━━ Supplied data ━━

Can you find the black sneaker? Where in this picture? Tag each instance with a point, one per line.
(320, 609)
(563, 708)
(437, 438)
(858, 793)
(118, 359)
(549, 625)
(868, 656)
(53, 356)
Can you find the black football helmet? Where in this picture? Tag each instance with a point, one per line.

━━━

● **Task**
Put every line of the entries above into a Markdown table with two columns, Row (a running number) and Line (the text of that line), and skip any blank lines.

● **Correct output**
| Row | Line |
|---|---|
| 1 | Can you find the black sneaker? Where in this picture? Tag each instance with a point, one per line. |
| 2 | (320, 609) |
| 3 | (563, 708) |
| 4 | (437, 438) |
| 5 | (858, 793) |
| 6 | (118, 359) |
| 7 | (549, 625) |
| 8 | (868, 656) |
| 9 | (53, 356) |
| 10 | Can you find the black football helmet? Where in this picture? Tag each instance with a point, one per line. |